* _SET TASK_: Could you convert every row below into a two-column CSV with the headers request and answer? Put each row's text and its full answer in one quoted field apiece, with line breaks replaced by spaces.

* _SOURCE DATA_:

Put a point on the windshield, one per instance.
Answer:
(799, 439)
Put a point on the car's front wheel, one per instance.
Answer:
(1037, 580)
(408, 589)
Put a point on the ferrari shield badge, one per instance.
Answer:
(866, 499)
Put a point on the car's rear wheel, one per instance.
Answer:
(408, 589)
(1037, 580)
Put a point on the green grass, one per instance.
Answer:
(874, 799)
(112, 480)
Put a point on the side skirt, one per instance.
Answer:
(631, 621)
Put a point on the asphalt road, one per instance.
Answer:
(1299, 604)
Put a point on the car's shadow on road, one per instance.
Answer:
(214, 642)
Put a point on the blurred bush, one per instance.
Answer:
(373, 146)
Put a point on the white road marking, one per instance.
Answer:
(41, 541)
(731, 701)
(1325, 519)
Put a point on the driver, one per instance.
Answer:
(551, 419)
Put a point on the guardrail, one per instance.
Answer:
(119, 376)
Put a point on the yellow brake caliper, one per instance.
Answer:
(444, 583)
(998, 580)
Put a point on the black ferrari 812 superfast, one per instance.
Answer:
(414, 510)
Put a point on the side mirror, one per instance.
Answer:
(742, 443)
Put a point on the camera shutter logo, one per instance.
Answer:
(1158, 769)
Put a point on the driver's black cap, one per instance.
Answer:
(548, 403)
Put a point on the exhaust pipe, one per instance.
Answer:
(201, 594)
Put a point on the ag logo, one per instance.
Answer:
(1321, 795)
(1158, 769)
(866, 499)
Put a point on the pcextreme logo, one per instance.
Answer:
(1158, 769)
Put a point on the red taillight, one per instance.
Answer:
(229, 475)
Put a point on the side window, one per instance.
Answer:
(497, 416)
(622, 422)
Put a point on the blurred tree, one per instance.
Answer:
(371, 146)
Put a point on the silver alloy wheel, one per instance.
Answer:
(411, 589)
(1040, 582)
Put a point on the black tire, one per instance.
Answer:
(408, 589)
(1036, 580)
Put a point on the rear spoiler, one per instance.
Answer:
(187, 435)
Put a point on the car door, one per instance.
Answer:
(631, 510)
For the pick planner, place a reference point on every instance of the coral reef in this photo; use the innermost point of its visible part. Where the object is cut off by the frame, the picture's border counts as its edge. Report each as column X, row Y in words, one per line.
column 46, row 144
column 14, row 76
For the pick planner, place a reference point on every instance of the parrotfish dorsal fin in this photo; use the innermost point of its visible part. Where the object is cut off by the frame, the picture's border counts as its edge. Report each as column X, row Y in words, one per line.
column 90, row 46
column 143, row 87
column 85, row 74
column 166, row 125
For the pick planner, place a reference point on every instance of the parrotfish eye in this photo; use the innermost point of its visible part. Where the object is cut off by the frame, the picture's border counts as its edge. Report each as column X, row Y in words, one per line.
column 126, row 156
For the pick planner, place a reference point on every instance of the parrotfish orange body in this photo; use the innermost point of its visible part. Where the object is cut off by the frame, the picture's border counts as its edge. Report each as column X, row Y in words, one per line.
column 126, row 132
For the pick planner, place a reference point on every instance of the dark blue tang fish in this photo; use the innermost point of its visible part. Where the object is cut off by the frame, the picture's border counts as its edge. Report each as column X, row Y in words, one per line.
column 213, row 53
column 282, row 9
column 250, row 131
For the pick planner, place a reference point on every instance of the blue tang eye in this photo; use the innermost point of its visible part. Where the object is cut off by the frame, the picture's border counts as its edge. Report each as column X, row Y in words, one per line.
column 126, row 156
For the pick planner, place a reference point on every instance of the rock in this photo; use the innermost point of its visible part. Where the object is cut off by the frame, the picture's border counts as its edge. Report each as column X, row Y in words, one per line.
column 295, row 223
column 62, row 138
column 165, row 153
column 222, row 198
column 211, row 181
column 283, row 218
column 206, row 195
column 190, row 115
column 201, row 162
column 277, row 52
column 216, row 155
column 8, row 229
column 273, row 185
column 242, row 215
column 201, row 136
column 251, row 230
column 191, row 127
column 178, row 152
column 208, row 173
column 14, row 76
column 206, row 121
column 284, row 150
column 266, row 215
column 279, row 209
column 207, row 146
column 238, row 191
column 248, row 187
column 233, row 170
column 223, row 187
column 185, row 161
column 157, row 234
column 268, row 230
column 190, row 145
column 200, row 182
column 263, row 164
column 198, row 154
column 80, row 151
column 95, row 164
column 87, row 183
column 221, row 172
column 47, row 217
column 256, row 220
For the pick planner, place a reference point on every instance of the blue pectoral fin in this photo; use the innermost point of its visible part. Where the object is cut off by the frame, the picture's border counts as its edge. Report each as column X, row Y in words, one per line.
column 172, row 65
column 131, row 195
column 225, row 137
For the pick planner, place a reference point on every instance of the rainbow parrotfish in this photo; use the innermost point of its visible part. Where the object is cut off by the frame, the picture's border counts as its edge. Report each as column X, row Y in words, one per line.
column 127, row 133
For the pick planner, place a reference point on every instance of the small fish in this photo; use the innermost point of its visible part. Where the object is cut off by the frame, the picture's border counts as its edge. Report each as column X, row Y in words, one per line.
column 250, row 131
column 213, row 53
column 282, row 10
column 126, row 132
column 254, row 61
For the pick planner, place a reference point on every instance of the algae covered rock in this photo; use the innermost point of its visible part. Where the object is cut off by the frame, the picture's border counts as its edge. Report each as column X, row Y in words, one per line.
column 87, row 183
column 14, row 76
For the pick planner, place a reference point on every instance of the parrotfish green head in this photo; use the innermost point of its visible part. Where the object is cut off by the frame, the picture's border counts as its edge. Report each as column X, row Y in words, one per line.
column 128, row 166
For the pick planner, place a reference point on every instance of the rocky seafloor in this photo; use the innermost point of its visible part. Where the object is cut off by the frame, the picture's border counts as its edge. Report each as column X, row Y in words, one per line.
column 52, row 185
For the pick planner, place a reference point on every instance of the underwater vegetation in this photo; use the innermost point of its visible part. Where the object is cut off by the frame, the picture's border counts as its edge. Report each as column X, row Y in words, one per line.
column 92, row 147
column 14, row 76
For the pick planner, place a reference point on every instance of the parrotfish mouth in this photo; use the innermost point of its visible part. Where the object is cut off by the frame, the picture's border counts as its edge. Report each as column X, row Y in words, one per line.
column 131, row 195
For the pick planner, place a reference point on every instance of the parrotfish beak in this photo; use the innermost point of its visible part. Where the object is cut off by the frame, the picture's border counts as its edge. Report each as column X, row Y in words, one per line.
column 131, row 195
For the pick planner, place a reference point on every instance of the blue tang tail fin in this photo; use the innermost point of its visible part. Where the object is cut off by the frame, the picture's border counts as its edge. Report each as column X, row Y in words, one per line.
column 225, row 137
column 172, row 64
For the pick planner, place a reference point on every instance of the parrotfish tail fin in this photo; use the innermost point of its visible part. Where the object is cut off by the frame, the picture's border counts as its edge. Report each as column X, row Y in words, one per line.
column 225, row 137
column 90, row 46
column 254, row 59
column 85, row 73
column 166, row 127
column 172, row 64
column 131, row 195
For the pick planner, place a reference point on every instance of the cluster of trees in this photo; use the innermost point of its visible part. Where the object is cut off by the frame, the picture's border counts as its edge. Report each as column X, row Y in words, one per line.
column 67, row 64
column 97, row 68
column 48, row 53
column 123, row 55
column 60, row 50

* _SOLVED PROBLEM_:
request,answer
"Put a point on the windshield, one per instance. Answer:","(799, 439)"
"Put a point on the car's front wheel, one per instance. Answer:","(1037, 580) (408, 589)"
"Put a point on the ferrari shield badge, one per instance. Answer:","(866, 499)"
"Put a point on the car's rear wheel, one per instance. Answer:","(408, 589) (1037, 580)"
"Put a point on the green grass, one per instance. Answer:","(874, 799) (112, 480)"
"Put a point on the side skirt, one per instance. Answer:","(631, 621)"
"Put a point on the asphalt road, one per instance. Answer:","(1299, 604)"
"Put a point on the car's shadow on road, one per instance. Answer:","(214, 642)"
"Put a point on the blurred bush, one per instance. Answer:","(373, 146)"
"Put a point on the white road marking, one per instance. Answer:","(41, 541) (731, 701) (1325, 519)"
"Put a point on the driver, one per instance. Answer:","(551, 419)"
"Put a point on the guardrail, one per instance. Answer:","(119, 376)"
"Put a point on the yellow brake caliper, one per instance. Answer:","(444, 583) (998, 580)"
"Put a point on the black ferrari 812 superfast, one per instance. Answer:","(414, 510)"
"Put a point on the side mirror, one per instance. Answer:","(742, 443)"
"Put a point on the camera shutter logo, one per instance. Answer:","(1158, 769)"
"Put a point on the driver's black cap, one per instance. Answer:","(548, 403)"
"Put a point on the exhaust pipe, one per instance. Answer:","(201, 594)"
"Put a point on the ag logo, one per instance. Answer:","(1321, 795) (1158, 769) (866, 499)"
"Put a point on the pcextreme logo, one per instance. Answer:","(1158, 769)"
"Put a point on the red taillight, one per instance. Answer:","(229, 475)"
"Put a point on the side window, one per instance. Answer:","(497, 416) (622, 422)"
"Put a point on the blurred tree, one per instance. Answer:","(371, 146)"
"Put a point on the silver alloy wheel, one per instance. Answer:","(411, 589) (1040, 582)"
"Put a point on the black tire, one per instance. Answer:","(408, 589) (1036, 580)"
"Put a point on the rear spoiler, one per instance. Answer:","(187, 435)"
"Put a point on the car door, one per instance. Answer:","(631, 510)"
"For the pick planner, place a reference point on every instance of the coral reef in this photo; use the innermost point of its visible part. Where the object is cut off by the frame, the picture's border counts as its edge. Report each as column X, row Y in words, one per line.","column 46, row 144 column 14, row 76"
"For the pick planner, place a reference point on every instance of the parrotfish dorsal fin in this photo; use the innermost point of its visible part. Where the object is cut off by the frame, the picture's border counts as its edge. Report each as column X, row Y in words, one per line.","column 90, row 46 column 143, row 87 column 85, row 74 column 166, row 125"
"For the pick planner, place a reference point on every instance of the parrotfish eye in this photo; use the innermost point of its visible part. Where the object is cut off by the frame, the picture's border counts as its edge. Report each as column X, row Y in words, one per line.","column 126, row 156"
"For the pick planner, place a reference point on every instance of the parrotfish orange body in this photo; use the innermost point of its visible part. Where the object is cut off by the frame, the picture's border counts as its edge. Report each as column X, row Y in words, one per line.","column 126, row 132"
"For the pick planner, place a reference point on every instance of the dark blue tang fish in this photo; use the innermost point of its visible part. Where the object is cut off by the frame, the picture's border counts as its edge. Report each as column X, row Y in words, one per line.","column 213, row 53 column 282, row 9 column 250, row 131"
"For the pick planner, place a reference point on every instance of the blue tang eye in this photo; use the innermost point of its visible part. Where the object is cut off by the frame, the picture's border counts as its edge. Report each as column X, row Y in words, one per line.","column 126, row 156"
"For the pick planner, place a reference point on every instance of the rock in this photo; use the innermost point of its visible part. Where the object is cut off by the frame, the picture's border counts as its edge. Report each as column X, row Y in words, one per line.","column 295, row 223 column 62, row 138 column 165, row 153 column 222, row 198 column 211, row 181 column 283, row 218 column 206, row 195 column 190, row 115 column 201, row 162 column 277, row 52 column 216, row 155 column 8, row 229 column 273, row 185 column 242, row 215 column 201, row 136 column 251, row 230 column 191, row 127 column 178, row 152 column 208, row 173 column 14, row 76 column 206, row 121 column 284, row 150 column 266, row 215 column 279, row 209 column 207, row 146 column 238, row 191 column 248, row 187 column 233, row 170 column 223, row 187 column 185, row 161 column 157, row 234 column 268, row 230 column 190, row 145 column 200, row 182 column 263, row 164 column 198, row 154 column 80, row 151 column 95, row 164 column 87, row 183 column 221, row 172 column 47, row 217 column 256, row 220"
"For the pick planner, place a reference point on every instance of the blue pectoral fin in this photo; use the innermost point of its visible part. Where the object is cut off by the frame, the picture's border counts as its edge. Report each as column X, row Y in words, one per line.","column 172, row 65 column 131, row 195 column 225, row 137"
"For the pick planner, place a reference point on every instance of the rainbow parrotfish in this photo; use the innermost point of its visible part. Where the object is cut off by the frame, the picture's border counts as its edge. Report each as column X, row Y in words, one per line.","column 127, row 133"
"For the pick planner, place a reference point on every instance of the small fish in this photo; use the innermost point of its visible part. Where the object is cut off by the frame, the picture's border counts as its edge. Report each as column X, row Y in words, one per line.","column 250, row 131 column 213, row 53 column 282, row 10 column 126, row 132 column 254, row 61"
"For the pick planner, place a reference point on every instance of the algae covered rock in this photo; use the innermost point of its visible part. Where the object is cut off by the frame, the picture's border counts as its edge. Report each as column X, row Y in words, one per line.","column 87, row 183 column 14, row 76"
"For the pick planner, place a reference point on every instance of the parrotfish green head in this photo; use the innermost point of its visible part. Where the object is cut off by the frame, the picture's border counts as its edge. Report each as column X, row Y in words, one per line.","column 128, row 166"
"For the pick planner, place a reference point on every instance of the rocky seafloor in this photo; use the innermost point of its visible part. Where the object is cut off by the frame, the picture's border counts as its edge. Report each as column X, row Y in words, one per line.","column 52, row 185"
"For the pick planner, place a reference point on every instance of the underwater vegetation in this photo; use the innermost point of its visible part. Where the object is cut off by the frame, the picture's border counts as its edge. Report each as column X, row Y in words, one per line.","column 92, row 147 column 14, row 76"
"For the pick planner, place a reference point on every instance of the parrotfish mouth in this photo; use the innermost point of its visible part. Where the object is cut off by the frame, the picture's border counts as its edge. Report each as column X, row Y in words, one per line.","column 131, row 195"
"For the pick planner, place a reference point on every instance of the parrotfish beak in this photo; use the innermost point of its visible part. Where the object is cut off by the frame, the picture's border counts as its edge. Report each as column X, row Y in words, one per line.","column 131, row 195"
"For the pick planner, place a reference point on every instance of the blue tang tail fin in this photo; use the innermost point of its visible part. Where the object is cut off by the frame, the picture's border counts as its edge. Report each as column X, row Y in words, one per line.","column 225, row 137 column 172, row 64"
"For the pick planner, place a reference point on every instance of the parrotfish tail fin in this photo; use the innermost point of its visible part. Where the object is cut off by the frame, the picture's border counts as its edge. Report each as column X, row Y in words, one per line.","column 225, row 137 column 90, row 46 column 254, row 59 column 85, row 73 column 166, row 127 column 172, row 64 column 131, row 195"
"For the pick planner, place a reference point on every instance of the cluster of trees in this photo; use the innermost point of its visible part. Where the object is cut off by the frame, the picture's border counts as its edge. Report each as column X, row Y in words, one per line.","column 67, row 64 column 97, row 68 column 48, row 53 column 123, row 55 column 60, row 50"